(What is expected) Set down exactly the lines from the one containing "Please inspect the image and mark the sneaker" through the end of the records below, both included, and nothing else.
━━━ Task input ━━━
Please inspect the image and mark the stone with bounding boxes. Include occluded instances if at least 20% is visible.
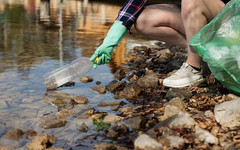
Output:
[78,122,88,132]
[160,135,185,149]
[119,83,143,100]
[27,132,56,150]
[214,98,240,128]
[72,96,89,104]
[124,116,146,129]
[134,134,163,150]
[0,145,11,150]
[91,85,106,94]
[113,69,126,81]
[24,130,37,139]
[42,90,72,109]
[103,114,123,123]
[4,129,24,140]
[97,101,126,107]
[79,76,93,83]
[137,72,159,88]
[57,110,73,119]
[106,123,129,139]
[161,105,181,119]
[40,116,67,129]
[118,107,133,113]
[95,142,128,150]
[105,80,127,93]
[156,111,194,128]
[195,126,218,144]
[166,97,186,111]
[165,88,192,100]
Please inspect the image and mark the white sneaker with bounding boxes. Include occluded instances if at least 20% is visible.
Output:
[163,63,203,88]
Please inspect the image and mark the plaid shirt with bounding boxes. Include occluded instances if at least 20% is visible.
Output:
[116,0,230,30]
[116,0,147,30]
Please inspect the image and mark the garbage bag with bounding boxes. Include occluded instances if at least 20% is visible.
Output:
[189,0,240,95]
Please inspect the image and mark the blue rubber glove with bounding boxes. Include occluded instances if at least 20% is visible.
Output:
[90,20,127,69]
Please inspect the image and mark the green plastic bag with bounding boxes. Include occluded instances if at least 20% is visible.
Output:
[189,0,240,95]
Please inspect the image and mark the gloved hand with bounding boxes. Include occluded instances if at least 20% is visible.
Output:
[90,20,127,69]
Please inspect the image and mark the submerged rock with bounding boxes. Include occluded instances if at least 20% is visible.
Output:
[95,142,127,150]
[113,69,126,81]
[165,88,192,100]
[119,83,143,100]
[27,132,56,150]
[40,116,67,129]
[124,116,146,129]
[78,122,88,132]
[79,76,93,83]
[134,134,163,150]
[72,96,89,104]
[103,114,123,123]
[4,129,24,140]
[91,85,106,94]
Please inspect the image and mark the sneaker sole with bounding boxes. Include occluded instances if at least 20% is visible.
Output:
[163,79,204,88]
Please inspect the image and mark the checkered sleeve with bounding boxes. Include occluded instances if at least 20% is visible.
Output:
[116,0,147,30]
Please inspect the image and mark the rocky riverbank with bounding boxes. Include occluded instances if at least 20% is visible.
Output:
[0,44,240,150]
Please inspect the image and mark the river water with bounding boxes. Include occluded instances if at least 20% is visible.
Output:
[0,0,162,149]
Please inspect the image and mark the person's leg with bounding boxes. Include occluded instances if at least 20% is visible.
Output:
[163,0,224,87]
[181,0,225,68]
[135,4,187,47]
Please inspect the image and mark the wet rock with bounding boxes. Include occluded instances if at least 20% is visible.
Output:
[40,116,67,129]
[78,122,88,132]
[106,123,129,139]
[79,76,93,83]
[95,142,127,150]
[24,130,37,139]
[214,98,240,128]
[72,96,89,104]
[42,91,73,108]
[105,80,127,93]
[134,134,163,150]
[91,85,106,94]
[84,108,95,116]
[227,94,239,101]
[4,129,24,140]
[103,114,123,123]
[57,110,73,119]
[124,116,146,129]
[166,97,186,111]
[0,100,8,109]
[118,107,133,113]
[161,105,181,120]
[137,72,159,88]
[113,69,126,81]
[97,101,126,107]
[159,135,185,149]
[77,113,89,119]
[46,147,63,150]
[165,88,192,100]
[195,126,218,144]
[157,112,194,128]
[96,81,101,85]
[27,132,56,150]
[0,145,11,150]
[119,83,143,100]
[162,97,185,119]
━━━
(In response)
Please inspect the image and mark the sneaker sole with bounding boxes. Include occluded instances if at least 20% is visible.
Output:
[163,79,204,88]
Please inspect the image and mark the checkered sleeve with bounding boxes. Include occluded instances if at least 20% is visible.
Output:
[116,0,147,30]
Please inspect the image and mark the rocky riverbank with bounding boxes. Include occluded instances if at least 20% is visible.
Output:
[0,44,240,150]
Please inspect the image and mark the river water with bounding boxes. Include occluded instances if at least 20% is visible.
Output:
[0,0,162,149]
Please inspect the image and mark the person's leg with bounding boxes. Include occluded instances if at least 20% is visible.
Output:
[163,0,224,87]
[181,0,225,68]
[135,4,187,47]
Please inspect the image and mark the wet rock with bounding boxes. Include occluded instances if at least 20% is visible.
Output:
[40,116,67,129]
[78,122,88,132]
[106,123,129,139]
[79,76,93,83]
[95,142,127,150]
[24,130,37,139]
[214,98,240,128]
[72,96,89,104]
[42,91,73,108]
[105,80,127,93]
[134,134,163,150]
[91,85,106,94]
[84,108,95,116]
[227,94,239,101]
[4,129,24,140]
[103,114,123,123]
[57,110,73,119]
[124,116,146,129]
[166,97,186,111]
[0,100,8,109]
[118,107,133,113]
[161,105,181,120]
[137,72,159,88]
[113,69,126,81]
[97,101,126,107]
[159,135,185,149]
[77,113,89,119]
[46,147,63,150]
[165,88,192,100]
[195,126,218,144]
[157,112,194,128]
[96,81,101,85]
[27,132,56,150]
[0,145,11,150]
[119,83,143,100]
[162,97,185,119]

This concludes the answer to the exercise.